Gather every line in the records below that contains the string "apple", and copy each one. Case counts.

| Provided records |
----
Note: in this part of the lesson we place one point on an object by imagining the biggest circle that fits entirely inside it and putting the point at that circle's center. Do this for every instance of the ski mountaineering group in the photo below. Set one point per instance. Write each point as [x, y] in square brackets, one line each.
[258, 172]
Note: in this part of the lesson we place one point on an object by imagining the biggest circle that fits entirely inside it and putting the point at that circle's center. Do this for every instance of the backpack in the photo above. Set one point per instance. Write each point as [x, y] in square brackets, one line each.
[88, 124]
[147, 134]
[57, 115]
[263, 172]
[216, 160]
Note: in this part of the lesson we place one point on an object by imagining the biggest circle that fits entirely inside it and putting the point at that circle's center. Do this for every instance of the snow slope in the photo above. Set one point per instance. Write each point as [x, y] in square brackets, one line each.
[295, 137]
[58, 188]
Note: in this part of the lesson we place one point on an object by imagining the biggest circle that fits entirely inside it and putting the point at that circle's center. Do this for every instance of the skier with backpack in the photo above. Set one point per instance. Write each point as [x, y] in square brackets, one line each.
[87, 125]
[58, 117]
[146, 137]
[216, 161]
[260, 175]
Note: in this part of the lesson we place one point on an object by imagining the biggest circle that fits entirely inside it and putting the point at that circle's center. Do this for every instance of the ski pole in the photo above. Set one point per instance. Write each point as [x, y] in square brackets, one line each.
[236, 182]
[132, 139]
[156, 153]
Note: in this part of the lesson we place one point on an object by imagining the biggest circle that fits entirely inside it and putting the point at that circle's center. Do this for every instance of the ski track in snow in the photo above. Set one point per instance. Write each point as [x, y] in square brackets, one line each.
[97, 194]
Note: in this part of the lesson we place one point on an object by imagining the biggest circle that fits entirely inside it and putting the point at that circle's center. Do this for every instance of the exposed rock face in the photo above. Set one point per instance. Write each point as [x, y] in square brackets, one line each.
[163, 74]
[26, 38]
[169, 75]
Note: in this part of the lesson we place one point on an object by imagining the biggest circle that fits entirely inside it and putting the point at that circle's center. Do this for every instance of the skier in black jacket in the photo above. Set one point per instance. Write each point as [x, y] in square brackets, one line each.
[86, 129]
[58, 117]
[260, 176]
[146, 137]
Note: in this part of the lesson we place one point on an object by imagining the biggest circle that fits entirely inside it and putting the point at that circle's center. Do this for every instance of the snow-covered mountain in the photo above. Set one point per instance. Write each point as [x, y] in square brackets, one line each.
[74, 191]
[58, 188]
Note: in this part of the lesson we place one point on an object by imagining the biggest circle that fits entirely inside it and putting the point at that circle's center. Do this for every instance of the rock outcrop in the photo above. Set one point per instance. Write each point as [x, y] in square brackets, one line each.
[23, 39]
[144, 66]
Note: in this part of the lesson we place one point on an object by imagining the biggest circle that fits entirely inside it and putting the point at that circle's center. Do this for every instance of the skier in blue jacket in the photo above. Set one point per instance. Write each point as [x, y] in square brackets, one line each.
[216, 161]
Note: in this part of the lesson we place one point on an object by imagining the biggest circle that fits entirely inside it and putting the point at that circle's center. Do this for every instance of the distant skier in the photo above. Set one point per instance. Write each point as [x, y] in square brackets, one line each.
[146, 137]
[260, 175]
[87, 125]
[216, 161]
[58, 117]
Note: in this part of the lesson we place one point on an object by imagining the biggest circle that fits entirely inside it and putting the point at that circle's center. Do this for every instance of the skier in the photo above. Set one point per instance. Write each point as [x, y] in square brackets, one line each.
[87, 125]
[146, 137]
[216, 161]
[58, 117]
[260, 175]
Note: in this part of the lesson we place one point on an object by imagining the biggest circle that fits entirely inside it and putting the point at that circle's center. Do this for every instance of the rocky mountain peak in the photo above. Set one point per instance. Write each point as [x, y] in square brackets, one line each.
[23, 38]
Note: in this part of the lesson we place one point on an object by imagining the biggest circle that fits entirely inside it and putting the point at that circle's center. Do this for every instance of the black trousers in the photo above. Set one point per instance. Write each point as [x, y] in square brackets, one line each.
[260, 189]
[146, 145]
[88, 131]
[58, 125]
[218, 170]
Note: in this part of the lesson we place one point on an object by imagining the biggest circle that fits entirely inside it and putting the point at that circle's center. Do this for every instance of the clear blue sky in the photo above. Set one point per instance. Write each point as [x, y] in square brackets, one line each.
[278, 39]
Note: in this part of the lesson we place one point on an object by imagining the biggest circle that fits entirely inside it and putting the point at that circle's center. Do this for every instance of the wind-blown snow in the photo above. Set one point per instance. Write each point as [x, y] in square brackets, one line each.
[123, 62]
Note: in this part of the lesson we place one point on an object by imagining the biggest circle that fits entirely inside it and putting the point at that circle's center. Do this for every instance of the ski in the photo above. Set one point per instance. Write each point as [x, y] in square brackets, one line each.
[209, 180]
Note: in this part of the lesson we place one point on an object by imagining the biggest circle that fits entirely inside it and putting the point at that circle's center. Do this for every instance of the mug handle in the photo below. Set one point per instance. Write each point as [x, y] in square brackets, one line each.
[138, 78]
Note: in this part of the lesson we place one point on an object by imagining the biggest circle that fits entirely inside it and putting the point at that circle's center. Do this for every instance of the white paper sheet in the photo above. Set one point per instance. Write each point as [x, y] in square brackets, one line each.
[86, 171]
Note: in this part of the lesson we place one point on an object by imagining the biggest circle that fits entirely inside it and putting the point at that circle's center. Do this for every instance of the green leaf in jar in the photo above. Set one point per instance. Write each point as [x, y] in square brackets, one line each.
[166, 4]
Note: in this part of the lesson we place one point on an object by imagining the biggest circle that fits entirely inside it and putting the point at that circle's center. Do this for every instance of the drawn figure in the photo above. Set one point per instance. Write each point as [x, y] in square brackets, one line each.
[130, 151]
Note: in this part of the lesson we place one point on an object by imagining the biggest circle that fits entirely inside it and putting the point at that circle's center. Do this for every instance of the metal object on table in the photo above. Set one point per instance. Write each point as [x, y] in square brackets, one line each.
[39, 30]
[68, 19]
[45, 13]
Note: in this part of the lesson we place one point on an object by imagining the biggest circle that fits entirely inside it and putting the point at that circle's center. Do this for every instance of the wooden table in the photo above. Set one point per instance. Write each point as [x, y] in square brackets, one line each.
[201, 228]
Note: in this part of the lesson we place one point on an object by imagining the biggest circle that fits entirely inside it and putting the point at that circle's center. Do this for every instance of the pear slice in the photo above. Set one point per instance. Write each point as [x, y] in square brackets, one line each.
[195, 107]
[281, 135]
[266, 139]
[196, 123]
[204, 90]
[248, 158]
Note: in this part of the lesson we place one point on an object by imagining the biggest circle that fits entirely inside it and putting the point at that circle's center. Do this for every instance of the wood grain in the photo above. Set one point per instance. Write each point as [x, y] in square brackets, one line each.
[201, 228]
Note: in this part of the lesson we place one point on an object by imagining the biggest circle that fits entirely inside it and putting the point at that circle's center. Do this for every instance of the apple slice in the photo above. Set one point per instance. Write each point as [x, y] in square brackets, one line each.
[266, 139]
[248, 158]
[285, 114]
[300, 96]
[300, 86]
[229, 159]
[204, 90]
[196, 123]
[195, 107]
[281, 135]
----
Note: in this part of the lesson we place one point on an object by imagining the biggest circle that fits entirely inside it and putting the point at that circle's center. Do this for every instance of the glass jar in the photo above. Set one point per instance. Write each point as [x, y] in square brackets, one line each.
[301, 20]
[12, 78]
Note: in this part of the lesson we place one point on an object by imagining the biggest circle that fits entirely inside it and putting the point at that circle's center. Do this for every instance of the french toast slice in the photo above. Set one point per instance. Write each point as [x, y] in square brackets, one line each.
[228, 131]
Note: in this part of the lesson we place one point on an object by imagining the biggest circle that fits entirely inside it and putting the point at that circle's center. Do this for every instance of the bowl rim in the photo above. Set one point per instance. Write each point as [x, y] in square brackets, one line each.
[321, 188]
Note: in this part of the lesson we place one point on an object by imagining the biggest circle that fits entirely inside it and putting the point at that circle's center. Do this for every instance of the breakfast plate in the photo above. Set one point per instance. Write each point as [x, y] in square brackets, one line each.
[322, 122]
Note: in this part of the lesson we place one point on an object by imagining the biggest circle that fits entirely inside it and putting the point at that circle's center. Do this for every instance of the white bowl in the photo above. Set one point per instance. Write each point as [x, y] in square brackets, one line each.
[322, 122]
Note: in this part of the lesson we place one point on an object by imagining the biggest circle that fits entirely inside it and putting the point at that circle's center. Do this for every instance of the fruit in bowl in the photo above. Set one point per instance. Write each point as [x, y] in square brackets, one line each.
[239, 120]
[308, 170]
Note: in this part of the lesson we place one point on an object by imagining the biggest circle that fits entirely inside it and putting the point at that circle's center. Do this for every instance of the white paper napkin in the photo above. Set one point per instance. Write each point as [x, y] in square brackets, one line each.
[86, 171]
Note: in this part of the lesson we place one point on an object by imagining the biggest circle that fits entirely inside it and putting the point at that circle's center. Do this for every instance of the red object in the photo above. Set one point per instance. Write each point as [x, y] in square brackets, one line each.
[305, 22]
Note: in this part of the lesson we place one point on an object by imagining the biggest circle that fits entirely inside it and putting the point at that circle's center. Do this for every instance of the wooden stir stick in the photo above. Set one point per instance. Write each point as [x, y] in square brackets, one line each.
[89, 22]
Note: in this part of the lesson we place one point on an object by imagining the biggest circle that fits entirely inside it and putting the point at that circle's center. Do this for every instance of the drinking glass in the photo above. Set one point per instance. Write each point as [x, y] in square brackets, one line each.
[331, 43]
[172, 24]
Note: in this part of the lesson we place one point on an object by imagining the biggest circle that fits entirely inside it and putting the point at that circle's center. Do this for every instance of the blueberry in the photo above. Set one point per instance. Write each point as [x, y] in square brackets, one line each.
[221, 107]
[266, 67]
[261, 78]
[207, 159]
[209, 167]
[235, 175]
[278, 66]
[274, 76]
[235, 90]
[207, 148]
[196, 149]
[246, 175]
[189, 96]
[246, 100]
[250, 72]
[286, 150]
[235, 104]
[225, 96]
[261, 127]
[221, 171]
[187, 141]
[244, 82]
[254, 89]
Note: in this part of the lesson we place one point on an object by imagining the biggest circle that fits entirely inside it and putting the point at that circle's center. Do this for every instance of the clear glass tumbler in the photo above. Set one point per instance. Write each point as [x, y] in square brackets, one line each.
----
| Exercise result |
Note: in this part of the lesson we place one point on an object by imagining the biggest circle that fits entirely inside it and putting the point at that circle's center. Do this for every instance of the apple slice in the photo above. Set one point per instance. Write each point as [x, y] in square brackets, one line each.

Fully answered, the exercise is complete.